▶ **Excerpts from location labeling data**:
= = = = =
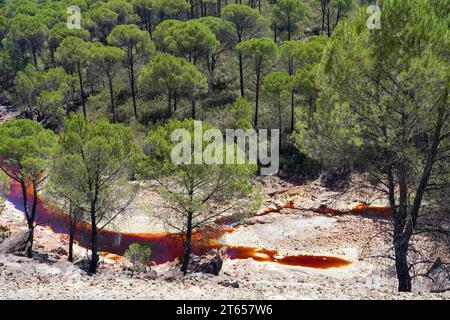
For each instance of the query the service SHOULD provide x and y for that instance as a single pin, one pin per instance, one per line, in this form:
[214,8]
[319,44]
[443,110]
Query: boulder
[210,263]
[15,243]
[440,274]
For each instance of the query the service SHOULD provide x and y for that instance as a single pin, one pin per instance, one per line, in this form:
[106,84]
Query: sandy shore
[289,232]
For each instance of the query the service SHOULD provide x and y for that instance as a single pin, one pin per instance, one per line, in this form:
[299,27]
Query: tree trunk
[94,257]
[292,111]
[111,95]
[193,108]
[26,211]
[80,79]
[255,124]
[71,233]
[169,101]
[132,84]
[187,244]
[33,53]
[401,264]
[241,74]
[279,124]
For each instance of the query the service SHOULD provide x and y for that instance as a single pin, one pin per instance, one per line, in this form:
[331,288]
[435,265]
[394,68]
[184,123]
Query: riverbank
[289,232]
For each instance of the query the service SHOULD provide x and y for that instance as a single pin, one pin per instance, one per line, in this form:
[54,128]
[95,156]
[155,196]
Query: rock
[15,243]
[211,263]
[440,275]
[59,251]
[172,275]
[230,284]
[151,275]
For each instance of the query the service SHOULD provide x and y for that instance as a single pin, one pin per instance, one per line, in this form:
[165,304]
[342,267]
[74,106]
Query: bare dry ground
[290,231]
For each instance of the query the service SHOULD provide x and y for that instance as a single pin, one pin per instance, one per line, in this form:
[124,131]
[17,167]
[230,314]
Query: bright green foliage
[137,47]
[333,11]
[260,54]
[192,190]
[29,34]
[123,9]
[286,15]
[139,255]
[146,10]
[25,150]
[3,188]
[242,111]
[100,22]
[44,93]
[72,55]
[276,89]
[171,9]
[106,60]
[394,84]
[247,22]
[191,39]
[91,168]
[173,76]
[223,31]
[60,31]
[302,54]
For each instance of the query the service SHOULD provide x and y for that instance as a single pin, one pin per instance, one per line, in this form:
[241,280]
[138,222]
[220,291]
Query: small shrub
[4,233]
[139,255]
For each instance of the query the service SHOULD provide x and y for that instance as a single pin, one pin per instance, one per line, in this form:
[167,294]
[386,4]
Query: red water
[166,246]
[360,209]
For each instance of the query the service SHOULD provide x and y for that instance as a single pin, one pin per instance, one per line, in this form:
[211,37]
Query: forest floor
[290,231]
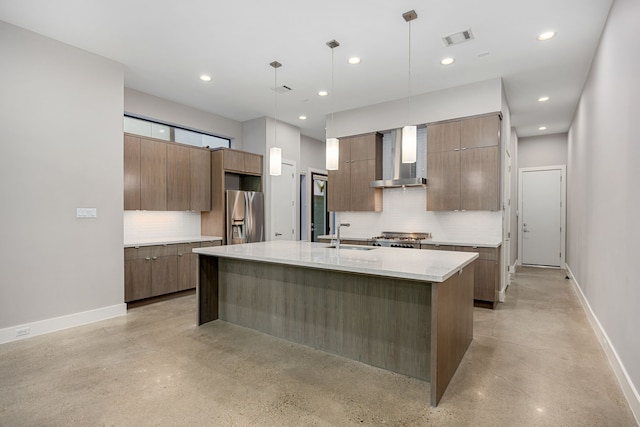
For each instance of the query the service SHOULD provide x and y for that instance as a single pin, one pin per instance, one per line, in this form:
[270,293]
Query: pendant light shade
[275,161]
[275,153]
[333,154]
[409,144]
[332,144]
[409,133]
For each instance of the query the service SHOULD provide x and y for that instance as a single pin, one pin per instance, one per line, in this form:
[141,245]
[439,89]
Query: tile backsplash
[148,225]
[404,209]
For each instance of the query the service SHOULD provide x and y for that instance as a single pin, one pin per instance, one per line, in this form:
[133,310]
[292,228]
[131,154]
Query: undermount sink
[352,247]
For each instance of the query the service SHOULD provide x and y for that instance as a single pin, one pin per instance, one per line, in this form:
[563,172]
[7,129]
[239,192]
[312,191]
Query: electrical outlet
[23,331]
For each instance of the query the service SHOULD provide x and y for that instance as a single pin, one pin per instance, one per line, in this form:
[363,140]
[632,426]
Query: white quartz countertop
[463,242]
[170,241]
[414,264]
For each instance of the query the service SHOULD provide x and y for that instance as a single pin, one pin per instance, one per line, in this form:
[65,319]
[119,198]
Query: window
[152,129]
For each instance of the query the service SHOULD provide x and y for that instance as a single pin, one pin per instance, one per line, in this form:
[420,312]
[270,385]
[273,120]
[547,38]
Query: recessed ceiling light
[546,36]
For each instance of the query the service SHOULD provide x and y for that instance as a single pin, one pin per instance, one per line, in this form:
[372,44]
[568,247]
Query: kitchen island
[405,310]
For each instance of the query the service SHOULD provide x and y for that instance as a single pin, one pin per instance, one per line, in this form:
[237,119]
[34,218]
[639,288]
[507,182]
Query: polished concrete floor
[534,361]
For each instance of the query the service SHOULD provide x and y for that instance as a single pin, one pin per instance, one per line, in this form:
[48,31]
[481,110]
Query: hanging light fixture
[409,132]
[332,144]
[275,153]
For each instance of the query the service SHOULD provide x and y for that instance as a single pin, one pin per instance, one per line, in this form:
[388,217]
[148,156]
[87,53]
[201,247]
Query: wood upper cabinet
[463,164]
[178,178]
[131,172]
[200,170]
[360,163]
[443,137]
[160,175]
[481,131]
[241,161]
[153,175]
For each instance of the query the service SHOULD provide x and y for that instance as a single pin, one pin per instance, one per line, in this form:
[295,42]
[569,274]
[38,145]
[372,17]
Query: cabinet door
[186,266]
[164,275]
[153,181]
[253,163]
[233,160]
[363,197]
[480,184]
[137,279]
[480,132]
[443,172]
[178,178]
[200,170]
[131,172]
[484,288]
[443,137]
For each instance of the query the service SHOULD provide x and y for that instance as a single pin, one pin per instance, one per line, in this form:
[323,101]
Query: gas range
[392,239]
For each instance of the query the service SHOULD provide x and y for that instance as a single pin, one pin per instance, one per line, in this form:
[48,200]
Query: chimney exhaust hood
[395,173]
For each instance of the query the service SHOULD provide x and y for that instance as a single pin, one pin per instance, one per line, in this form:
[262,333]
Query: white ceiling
[165,46]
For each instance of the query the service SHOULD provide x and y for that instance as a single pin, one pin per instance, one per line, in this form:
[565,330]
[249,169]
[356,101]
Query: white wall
[545,150]
[312,153]
[151,107]
[60,149]
[462,101]
[603,197]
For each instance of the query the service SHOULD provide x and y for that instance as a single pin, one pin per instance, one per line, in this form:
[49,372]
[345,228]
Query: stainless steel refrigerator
[245,217]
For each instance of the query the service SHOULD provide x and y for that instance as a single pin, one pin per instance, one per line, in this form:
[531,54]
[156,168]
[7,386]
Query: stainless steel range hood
[395,173]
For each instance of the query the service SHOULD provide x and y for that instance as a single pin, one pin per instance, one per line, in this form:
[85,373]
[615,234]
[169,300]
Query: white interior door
[283,203]
[542,216]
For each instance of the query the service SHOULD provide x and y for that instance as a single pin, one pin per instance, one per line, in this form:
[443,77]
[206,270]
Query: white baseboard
[628,388]
[40,327]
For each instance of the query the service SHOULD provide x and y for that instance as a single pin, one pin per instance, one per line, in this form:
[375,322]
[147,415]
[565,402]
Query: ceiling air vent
[457,38]
[282,89]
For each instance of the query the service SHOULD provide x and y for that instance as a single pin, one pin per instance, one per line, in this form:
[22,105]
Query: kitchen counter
[463,242]
[170,241]
[405,310]
[415,264]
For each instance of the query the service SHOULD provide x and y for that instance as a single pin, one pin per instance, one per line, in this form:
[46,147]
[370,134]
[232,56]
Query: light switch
[86,212]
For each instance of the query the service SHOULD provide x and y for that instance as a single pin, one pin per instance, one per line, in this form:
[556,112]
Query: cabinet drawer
[438,247]
[490,254]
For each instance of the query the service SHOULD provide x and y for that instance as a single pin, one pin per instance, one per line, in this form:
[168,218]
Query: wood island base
[417,328]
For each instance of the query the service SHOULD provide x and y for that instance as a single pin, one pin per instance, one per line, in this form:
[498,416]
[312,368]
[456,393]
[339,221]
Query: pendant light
[332,144]
[275,153]
[409,132]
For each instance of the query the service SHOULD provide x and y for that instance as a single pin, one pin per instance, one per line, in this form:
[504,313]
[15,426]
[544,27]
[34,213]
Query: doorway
[283,203]
[541,224]
[319,212]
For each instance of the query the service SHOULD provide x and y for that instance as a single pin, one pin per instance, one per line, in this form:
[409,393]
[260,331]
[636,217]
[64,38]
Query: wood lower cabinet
[486,272]
[160,269]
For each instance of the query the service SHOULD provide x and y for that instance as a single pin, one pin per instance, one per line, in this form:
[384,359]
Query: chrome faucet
[338,236]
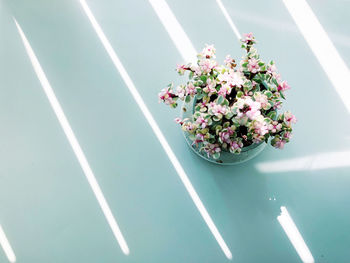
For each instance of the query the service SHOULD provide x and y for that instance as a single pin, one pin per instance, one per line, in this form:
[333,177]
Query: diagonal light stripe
[322,47]
[5,244]
[144,109]
[74,143]
[175,30]
[294,236]
[229,20]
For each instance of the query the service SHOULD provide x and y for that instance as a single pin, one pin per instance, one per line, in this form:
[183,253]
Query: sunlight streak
[229,20]
[294,236]
[312,162]
[322,47]
[5,244]
[175,30]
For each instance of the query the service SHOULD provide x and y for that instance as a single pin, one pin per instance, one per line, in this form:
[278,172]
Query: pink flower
[236,146]
[167,96]
[283,86]
[248,37]
[277,105]
[279,143]
[206,65]
[218,109]
[224,90]
[289,118]
[202,122]
[181,69]
[247,107]
[260,126]
[262,98]
[190,89]
[180,92]
[229,61]
[196,70]
[210,88]
[272,69]
[233,78]
[275,127]
[253,65]
[287,135]
[199,139]
[208,51]
[225,136]
[178,120]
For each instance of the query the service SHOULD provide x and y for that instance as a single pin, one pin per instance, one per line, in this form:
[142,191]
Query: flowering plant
[235,105]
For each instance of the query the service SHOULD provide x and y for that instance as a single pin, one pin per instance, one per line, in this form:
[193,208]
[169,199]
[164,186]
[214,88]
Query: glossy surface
[47,208]
[226,157]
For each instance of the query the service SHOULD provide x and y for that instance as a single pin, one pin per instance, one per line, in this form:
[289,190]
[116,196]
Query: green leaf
[268,93]
[275,81]
[229,115]
[265,85]
[204,78]
[282,95]
[272,115]
[192,137]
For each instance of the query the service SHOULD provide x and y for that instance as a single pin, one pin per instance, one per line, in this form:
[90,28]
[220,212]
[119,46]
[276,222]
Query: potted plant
[230,111]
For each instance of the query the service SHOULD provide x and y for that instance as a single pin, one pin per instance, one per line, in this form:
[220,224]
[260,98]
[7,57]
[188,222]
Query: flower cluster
[235,104]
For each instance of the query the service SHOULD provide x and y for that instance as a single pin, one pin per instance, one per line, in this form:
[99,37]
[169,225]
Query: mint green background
[47,208]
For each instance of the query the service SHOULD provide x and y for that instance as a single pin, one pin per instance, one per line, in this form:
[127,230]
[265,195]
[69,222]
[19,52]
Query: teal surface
[47,208]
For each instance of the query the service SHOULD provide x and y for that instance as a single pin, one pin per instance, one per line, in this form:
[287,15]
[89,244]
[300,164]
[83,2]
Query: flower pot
[226,157]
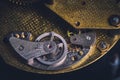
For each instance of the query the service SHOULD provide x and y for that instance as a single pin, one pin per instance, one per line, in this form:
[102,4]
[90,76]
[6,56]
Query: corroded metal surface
[89,13]
[38,19]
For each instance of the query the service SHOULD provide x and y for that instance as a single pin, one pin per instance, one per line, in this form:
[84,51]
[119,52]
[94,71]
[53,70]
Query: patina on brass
[66,15]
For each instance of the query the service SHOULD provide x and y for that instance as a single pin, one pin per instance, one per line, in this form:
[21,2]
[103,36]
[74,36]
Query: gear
[56,57]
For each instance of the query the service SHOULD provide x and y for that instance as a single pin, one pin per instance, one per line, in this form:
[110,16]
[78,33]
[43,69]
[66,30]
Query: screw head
[114,20]
[21,48]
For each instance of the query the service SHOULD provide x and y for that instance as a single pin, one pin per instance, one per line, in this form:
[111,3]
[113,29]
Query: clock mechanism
[54,36]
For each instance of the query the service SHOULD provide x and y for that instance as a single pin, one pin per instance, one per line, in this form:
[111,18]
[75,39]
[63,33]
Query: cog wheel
[56,42]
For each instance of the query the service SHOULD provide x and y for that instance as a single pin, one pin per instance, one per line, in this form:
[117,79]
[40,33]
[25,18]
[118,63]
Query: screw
[21,48]
[103,45]
[77,23]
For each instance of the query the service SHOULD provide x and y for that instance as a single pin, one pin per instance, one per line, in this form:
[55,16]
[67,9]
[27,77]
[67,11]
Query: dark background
[100,70]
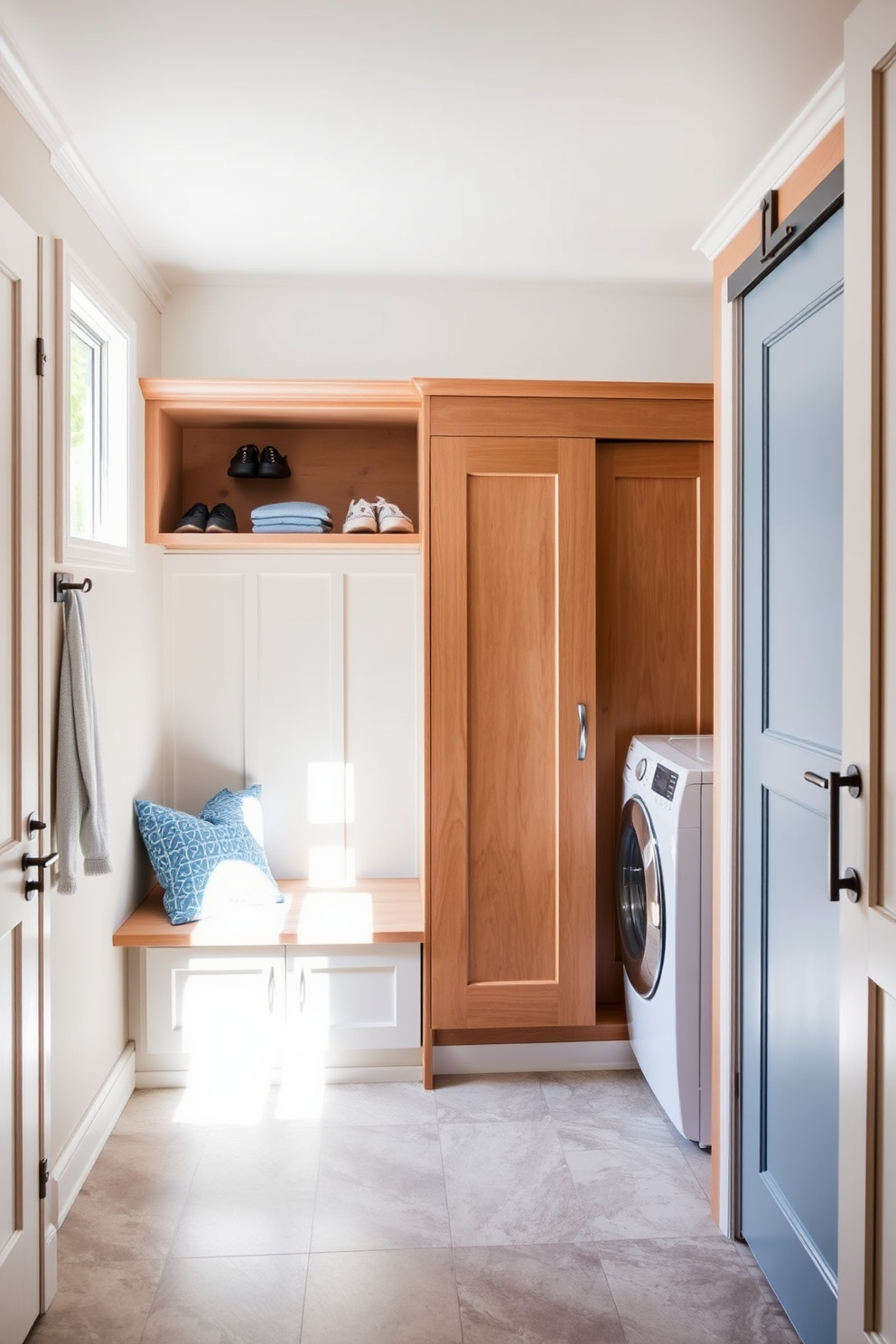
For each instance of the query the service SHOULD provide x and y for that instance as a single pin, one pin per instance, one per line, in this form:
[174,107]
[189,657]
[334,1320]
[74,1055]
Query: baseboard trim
[344,1074]
[534,1058]
[76,1160]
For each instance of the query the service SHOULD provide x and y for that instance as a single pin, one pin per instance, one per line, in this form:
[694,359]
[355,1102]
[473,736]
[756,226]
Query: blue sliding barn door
[791,723]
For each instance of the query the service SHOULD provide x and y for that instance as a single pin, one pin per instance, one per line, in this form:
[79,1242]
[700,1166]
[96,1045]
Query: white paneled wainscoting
[301,672]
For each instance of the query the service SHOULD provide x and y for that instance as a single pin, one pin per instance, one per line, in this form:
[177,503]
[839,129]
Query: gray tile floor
[556,1209]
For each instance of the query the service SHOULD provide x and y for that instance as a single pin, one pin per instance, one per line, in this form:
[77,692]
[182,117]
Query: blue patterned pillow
[203,864]
[229,808]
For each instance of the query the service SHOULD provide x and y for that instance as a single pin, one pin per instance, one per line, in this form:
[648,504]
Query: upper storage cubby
[342,441]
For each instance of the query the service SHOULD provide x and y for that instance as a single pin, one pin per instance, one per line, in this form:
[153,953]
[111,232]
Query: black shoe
[273,464]
[222,519]
[193,519]
[245,462]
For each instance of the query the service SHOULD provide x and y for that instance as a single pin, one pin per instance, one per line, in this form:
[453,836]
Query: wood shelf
[380,910]
[242,542]
[342,441]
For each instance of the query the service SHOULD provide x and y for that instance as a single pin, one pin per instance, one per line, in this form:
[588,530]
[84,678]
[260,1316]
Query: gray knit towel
[80,798]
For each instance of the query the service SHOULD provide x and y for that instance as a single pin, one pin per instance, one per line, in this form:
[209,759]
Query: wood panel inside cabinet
[341,441]
[512,806]
[653,630]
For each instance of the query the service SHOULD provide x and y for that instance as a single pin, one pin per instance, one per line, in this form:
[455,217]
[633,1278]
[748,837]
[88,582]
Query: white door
[867,1308]
[19,917]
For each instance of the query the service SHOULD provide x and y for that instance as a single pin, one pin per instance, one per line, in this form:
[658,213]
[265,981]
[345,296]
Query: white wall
[438,328]
[88,1022]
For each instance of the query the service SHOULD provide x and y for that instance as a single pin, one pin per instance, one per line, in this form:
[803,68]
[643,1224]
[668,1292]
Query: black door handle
[852,779]
[35,861]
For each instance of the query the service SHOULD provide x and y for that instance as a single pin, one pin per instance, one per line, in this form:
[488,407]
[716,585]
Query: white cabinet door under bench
[330,980]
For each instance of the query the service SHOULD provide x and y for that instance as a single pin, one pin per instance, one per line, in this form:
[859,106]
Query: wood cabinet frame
[639,413]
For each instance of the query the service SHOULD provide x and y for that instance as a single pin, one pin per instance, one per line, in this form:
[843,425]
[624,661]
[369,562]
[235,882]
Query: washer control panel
[664,782]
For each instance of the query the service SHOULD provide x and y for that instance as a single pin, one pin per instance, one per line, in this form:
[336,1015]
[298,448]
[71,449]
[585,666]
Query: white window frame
[118,418]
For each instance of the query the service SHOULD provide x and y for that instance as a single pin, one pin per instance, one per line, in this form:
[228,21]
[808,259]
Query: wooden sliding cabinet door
[512,826]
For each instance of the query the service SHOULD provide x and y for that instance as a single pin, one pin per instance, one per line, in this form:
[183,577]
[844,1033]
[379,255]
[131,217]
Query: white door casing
[19,782]
[867,1305]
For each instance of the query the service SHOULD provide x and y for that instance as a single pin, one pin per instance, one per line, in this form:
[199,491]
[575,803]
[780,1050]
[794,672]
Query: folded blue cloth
[294,525]
[277,519]
[289,509]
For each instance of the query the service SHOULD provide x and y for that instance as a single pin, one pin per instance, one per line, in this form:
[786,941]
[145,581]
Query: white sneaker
[360,518]
[390,517]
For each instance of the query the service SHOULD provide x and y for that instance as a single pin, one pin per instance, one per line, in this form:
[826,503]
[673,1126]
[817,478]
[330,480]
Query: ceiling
[581,140]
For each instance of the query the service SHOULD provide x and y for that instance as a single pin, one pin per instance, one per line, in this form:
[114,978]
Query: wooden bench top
[380,910]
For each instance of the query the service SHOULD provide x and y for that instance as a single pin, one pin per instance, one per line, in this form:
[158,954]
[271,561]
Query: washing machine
[664,906]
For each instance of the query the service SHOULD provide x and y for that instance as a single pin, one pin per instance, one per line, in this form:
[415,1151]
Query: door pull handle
[42,863]
[852,779]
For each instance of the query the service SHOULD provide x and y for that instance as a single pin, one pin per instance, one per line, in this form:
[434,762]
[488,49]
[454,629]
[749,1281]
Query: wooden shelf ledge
[206,543]
[380,910]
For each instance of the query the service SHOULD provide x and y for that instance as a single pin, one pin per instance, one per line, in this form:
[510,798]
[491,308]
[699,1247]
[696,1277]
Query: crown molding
[33,104]
[797,143]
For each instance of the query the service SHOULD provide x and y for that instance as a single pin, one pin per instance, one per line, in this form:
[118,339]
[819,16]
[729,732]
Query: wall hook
[63,583]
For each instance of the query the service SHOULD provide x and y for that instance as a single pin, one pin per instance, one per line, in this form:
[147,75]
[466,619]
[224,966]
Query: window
[94,421]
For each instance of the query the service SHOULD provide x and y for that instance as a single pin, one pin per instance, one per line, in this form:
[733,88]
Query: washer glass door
[639,902]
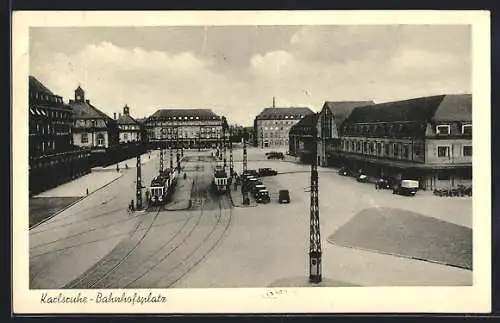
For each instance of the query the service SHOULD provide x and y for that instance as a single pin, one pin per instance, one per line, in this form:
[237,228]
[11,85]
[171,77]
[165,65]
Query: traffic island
[181,199]
[303,281]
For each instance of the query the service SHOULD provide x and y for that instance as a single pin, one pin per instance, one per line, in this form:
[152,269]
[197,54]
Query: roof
[418,109]
[280,113]
[454,107]
[305,125]
[85,110]
[342,109]
[424,109]
[126,119]
[162,114]
[37,86]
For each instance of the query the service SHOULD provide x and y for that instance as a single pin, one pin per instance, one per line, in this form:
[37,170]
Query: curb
[70,205]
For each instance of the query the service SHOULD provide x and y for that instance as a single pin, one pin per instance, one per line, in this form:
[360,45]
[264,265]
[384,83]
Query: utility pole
[314,233]
[161,150]
[231,163]
[139,184]
[177,152]
[246,200]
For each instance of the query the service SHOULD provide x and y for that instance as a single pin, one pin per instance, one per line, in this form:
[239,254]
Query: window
[396,149]
[443,151]
[100,140]
[406,151]
[467,129]
[467,150]
[443,130]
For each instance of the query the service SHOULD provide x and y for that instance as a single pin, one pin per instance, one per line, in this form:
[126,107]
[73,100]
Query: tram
[221,181]
[162,187]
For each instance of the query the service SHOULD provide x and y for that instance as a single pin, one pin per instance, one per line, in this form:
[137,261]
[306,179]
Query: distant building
[190,128]
[427,138]
[272,126]
[52,157]
[92,128]
[330,121]
[301,143]
[129,129]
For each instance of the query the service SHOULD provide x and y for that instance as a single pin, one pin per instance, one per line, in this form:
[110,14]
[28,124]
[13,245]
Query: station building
[329,122]
[272,126]
[53,159]
[301,143]
[187,128]
[427,138]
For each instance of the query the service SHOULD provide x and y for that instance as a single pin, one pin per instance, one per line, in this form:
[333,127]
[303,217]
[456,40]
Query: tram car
[221,182]
[162,187]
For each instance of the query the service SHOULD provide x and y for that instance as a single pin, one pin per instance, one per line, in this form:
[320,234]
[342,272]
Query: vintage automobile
[276,155]
[283,196]
[362,178]
[344,171]
[406,187]
[267,172]
[262,196]
[384,183]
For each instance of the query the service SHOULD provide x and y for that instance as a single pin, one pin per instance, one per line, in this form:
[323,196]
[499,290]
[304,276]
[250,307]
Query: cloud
[313,65]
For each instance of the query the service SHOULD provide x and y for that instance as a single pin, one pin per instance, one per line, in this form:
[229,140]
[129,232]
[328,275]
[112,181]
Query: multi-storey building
[428,138]
[92,128]
[301,143]
[52,157]
[272,126]
[329,123]
[190,128]
[129,130]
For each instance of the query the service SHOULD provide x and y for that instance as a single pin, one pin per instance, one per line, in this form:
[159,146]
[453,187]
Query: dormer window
[467,129]
[443,130]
= = = = =
▶ **TASK OBJECTIVE**: Identify every line in the items that contains the word "shelf", matching case exactly, and copy each of those lines in full.

▶ **RESPONSE**:
Query: wood shelf
Query: wooden shelf ledge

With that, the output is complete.